▶ Problem to solve
Reproduce everything from the start of the records down to the line containing "[[910, 87], [160, 546]]", raising each point coordinate in the answers by 19. Leave the pictures out of your copy.

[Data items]
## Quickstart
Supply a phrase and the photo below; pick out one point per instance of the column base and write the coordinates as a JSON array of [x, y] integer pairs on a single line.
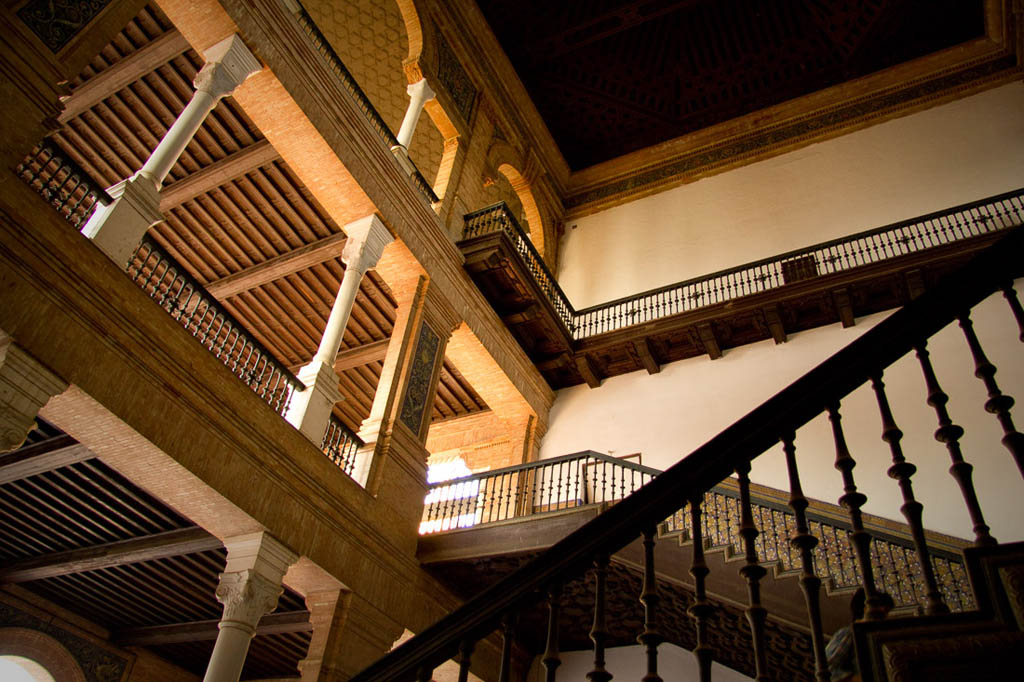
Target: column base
[[118, 227], [310, 410]]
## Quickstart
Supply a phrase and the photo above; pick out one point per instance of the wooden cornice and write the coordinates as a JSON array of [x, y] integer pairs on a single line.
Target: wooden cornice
[[910, 87], [160, 546]]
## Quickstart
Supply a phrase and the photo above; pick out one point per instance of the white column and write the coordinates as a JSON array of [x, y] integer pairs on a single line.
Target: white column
[[117, 228], [249, 589], [310, 409], [25, 387], [419, 94]]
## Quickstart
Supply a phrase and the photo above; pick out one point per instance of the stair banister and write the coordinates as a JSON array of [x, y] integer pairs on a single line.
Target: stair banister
[[747, 438]]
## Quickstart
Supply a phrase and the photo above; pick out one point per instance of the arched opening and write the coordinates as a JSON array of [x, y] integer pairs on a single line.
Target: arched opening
[[20, 669], [37, 655]]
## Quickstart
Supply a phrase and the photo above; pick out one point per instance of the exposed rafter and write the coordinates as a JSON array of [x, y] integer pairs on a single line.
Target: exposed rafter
[[159, 546], [211, 177], [294, 261], [124, 73]]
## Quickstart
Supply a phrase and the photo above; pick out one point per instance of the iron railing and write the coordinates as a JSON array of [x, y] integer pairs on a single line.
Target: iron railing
[[895, 566], [946, 226], [185, 300], [340, 444], [498, 218], [323, 46], [682, 487], [558, 483], [62, 182]]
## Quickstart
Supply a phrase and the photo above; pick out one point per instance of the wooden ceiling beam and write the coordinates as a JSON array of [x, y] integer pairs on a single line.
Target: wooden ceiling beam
[[293, 261], [158, 546], [271, 624], [123, 74], [360, 355], [230, 167], [47, 456]]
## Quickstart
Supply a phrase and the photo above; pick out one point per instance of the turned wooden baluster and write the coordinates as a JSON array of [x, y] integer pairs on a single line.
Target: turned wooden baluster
[[551, 658], [997, 403], [701, 608], [508, 635], [860, 540], [901, 471], [805, 542], [949, 434], [465, 658], [599, 632], [649, 638], [1015, 304], [753, 571]]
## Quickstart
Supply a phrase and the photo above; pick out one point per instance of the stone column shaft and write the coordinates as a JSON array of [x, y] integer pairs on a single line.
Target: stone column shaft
[[249, 589], [310, 410], [119, 227], [419, 94]]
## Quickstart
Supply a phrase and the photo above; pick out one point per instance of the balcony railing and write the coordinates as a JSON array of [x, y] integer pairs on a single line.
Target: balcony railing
[[593, 478], [62, 183], [339, 69], [563, 482], [185, 300], [340, 444], [822, 391], [949, 225]]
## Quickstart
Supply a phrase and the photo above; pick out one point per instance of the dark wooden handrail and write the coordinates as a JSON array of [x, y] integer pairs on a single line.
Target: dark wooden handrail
[[749, 437]]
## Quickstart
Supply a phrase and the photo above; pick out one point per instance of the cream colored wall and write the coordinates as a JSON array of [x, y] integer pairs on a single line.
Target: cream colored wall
[[948, 155]]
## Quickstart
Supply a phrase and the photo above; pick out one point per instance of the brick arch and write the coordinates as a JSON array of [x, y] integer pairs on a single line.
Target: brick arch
[[503, 158], [42, 648]]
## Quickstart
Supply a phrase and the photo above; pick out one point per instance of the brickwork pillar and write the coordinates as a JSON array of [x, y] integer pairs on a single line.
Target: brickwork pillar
[[25, 387], [310, 409]]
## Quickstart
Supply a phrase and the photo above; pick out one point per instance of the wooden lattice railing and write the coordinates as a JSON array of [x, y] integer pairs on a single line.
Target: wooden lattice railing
[[682, 488]]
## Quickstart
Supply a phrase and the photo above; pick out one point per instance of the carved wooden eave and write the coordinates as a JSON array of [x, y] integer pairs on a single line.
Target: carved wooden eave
[[712, 330], [913, 86]]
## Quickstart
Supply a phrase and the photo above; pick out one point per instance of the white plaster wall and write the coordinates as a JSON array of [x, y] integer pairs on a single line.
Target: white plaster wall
[[630, 663], [668, 415], [949, 155]]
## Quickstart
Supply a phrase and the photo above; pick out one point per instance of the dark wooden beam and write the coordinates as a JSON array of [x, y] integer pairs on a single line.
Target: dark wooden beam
[[198, 631], [124, 73], [844, 306], [646, 355], [365, 354], [159, 546], [47, 456], [235, 165], [774, 323], [588, 371], [294, 261], [707, 335]]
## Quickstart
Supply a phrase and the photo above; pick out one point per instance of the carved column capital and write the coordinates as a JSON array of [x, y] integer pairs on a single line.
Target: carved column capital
[[228, 64], [247, 597], [367, 239]]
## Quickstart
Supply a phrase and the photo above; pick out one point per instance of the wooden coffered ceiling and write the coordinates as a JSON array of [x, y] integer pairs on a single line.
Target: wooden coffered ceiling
[[237, 216], [610, 77]]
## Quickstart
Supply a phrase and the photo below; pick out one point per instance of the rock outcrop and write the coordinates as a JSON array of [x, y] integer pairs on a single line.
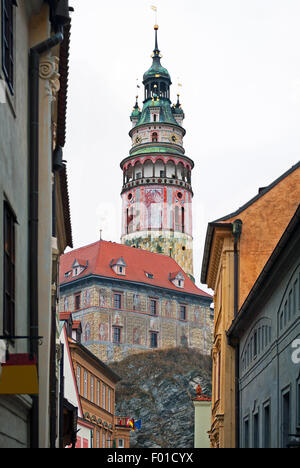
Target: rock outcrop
[[157, 387]]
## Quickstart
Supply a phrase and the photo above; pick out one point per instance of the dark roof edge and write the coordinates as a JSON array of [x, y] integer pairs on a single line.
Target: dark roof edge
[[152, 286], [259, 195], [207, 247], [259, 284]]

▶ Result below
## Quickstart
Supply a phrase and the photo below; pick out one point per instance of the column base and write the coordinates as a JSON array of [x, y] integer pairs on a single line.
Target: column base
[[137, 246], [329, 429]]
## Quickstart
Supply a phrase and the photo above; pick out one point per instance of the wooden cornice and write the coordinates as a JSON array of [x, y] integer pairs on a single line.
Target: wooden cornice
[[929, 106], [179, 565]]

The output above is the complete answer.